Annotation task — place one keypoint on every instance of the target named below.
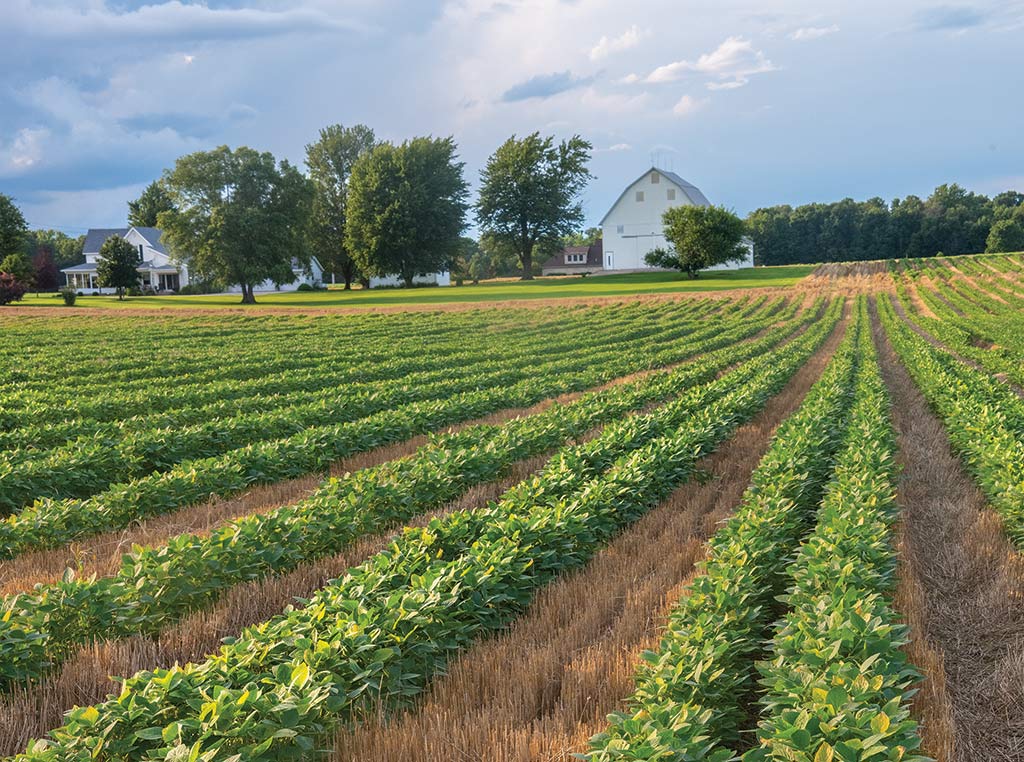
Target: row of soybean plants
(54, 522)
(348, 361)
(111, 351)
(834, 681)
(984, 417)
(252, 349)
(377, 635)
(97, 348)
(969, 335)
(156, 586)
(100, 412)
(87, 465)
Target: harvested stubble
(542, 689)
(85, 678)
(962, 589)
(101, 554)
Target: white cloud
(687, 106)
(606, 46)
(98, 23)
(812, 33)
(25, 151)
(731, 64)
(727, 85)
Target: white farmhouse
(633, 225)
(156, 270)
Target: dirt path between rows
(963, 589)
(541, 689)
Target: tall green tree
(18, 265)
(529, 194)
(330, 161)
(238, 217)
(1006, 236)
(12, 226)
(117, 265)
(700, 237)
(144, 211)
(65, 249)
(407, 208)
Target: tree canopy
(952, 220)
(117, 265)
(18, 265)
(330, 161)
(12, 226)
(238, 217)
(65, 249)
(144, 211)
(406, 208)
(529, 194)
(700, 237)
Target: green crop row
(690, 694)
(969, 337)
(86, 466)
(157, 585)
(275, 388)
(52, 523)
(96, 349)
(982, 416)
(102, 403)
(837, 683)
(376, 636)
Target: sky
(757, 103)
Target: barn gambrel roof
(691, 192)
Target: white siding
(632, 227)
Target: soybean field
(772, 525)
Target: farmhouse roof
(152, 236)
(96, 237)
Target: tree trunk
(527, 264)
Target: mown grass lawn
(543, 288)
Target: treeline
(364, 208)
(950, 221)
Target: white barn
(394, 282)
(633, 225)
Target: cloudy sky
(757, 103)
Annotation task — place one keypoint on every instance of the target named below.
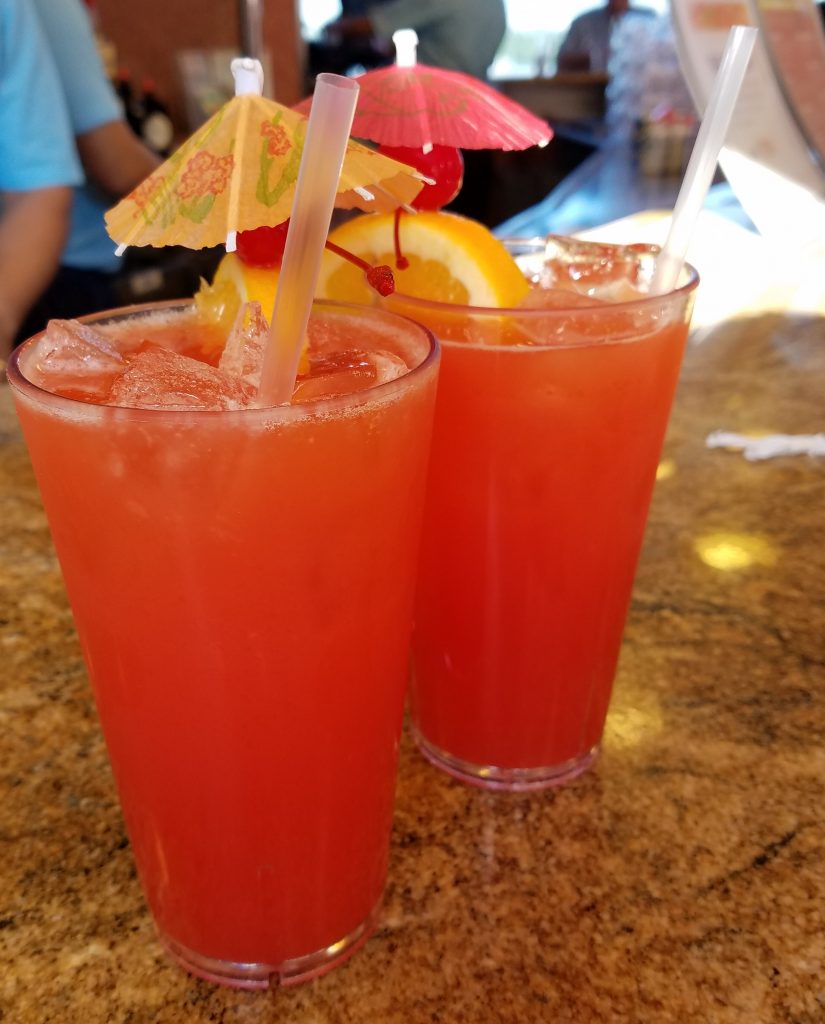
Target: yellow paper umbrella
(239, 172)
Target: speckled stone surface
(682, 880)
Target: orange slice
(234, 284)
(451, 259)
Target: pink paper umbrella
(414, 104)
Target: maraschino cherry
(263, 247)
(444, 164)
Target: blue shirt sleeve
(70, 36)
(37, 147)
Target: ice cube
(74, 358)
(387, 366)
(243, 354)
(345, 373)
(160, 379)
(557, 298)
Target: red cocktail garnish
(263, 247)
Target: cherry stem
(401, 261)
(379, 278)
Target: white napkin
(755, 449)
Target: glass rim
(315, 408)
(681, 291)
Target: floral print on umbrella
(275, 146)
(204, 177)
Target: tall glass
(548, 431)
(243, 586)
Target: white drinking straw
(327, 136)
(704, 157)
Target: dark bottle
(157, 129)
(130, 102)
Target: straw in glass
(703, 159)
(327, 136)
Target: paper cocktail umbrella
(239, 172)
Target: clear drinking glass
(549, 426)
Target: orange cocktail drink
(549, 426)
(242, 581)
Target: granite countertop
(682, 880)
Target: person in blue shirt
(38, 166)
(114, 159)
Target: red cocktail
(242, 582)
(549, 427)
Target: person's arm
(33, 229)
(115, 159)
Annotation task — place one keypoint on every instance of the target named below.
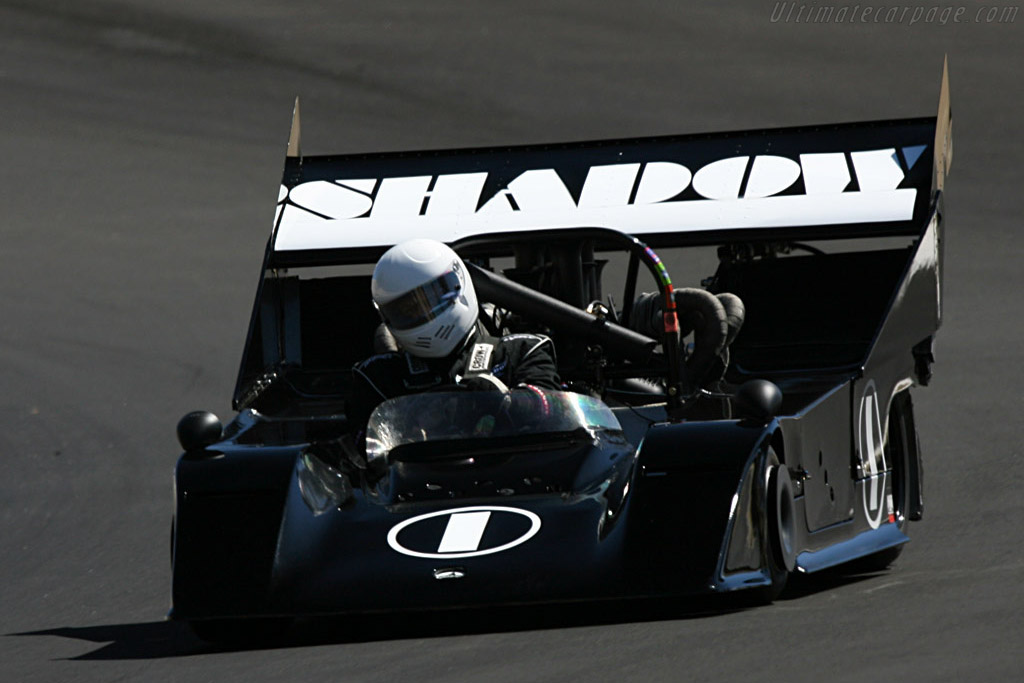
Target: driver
(425, 296)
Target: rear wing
(846, 180)
(776, 185)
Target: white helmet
(425, 296)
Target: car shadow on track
(155, 640)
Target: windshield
(441, 416)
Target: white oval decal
(462, 535)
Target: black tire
(899, 446)
(778, 531)
(241, 631)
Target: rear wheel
(901, 449)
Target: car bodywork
(685, 489)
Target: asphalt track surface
(141, 145)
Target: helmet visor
(422, 304)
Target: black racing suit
(512, 360)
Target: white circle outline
(392, 536)
(872, 521)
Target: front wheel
(779, 528)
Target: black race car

-=-=-=-=-

Rewrite the part of the material that opens with the line containing "Target: blue shirt sleeve" and closes with the final line of the material, both included. Multiply every coordinate in the answer points by 0.9 and round to whole numbers with halves rounded up; keep all other lines as they are and leave out the pictures.

- [Written response]:
Target: blue shirt sleeve
(63, 32)
(33, 132)
Target: ice cube
(67, 322)
(348, 329)
(219, 319)
(311, 336)
(144, 341)
(501, 268)
Target: red cocktail garnish
(237, 222)
Target: cherry stem
(361, 235)
(341, 250)
Target: white napkin
(680, 404)
Target: glass rim
(284, 367)
(613, 262)
Target: floral print on umbrella
(248, 131)
(184, 159)
Target: tall glass
(493, 388)
(219, 527)
Target: white drinking straw
(294, 122)
(634, 141)
Target: dark bottle
(141, 116)
(117, 92)
Target: straw in glass
(633, 143)
(294, 122)
Target: paper cocktail umbrella
(215, 155)
Target: clear drinking glass
(494, 383)
Target: orange cocktail drink
(494, 383)
(218, 523)
Target: granite countertop
(614, 792)
Target: person in blue shirt
(34, 149)
(103, 143)
Target: red cocktail
(218, 524)
(494, 384)
Target: person's arm
(30, 206)
(104, 143)
Annotation task — place one keypoint on every instance of the target named below.
Target: driver
(383, 266)
Target: rear wing
(761, 162)
(698, 167)
Target: white helmet
(383, 266)
Target: car shadow on track
(140, 576)
Target: windshield
(397, 374)
Target: white oval decal
(416, 482)
Target: black tire
(809, 401)
(700, 478)
(217, 568)
Target: rear wheel
(811, 404)
Target: car bodywork
(617, 440)
Target: asphalt track surface
(127, 131)
Target: helmet visor
(380, 274)
Target: black racing suit
(461, 324)
Target: white circle outline
(353, 482)
(785, 469)
Target: front wheel
(701, 475)
Target: black race car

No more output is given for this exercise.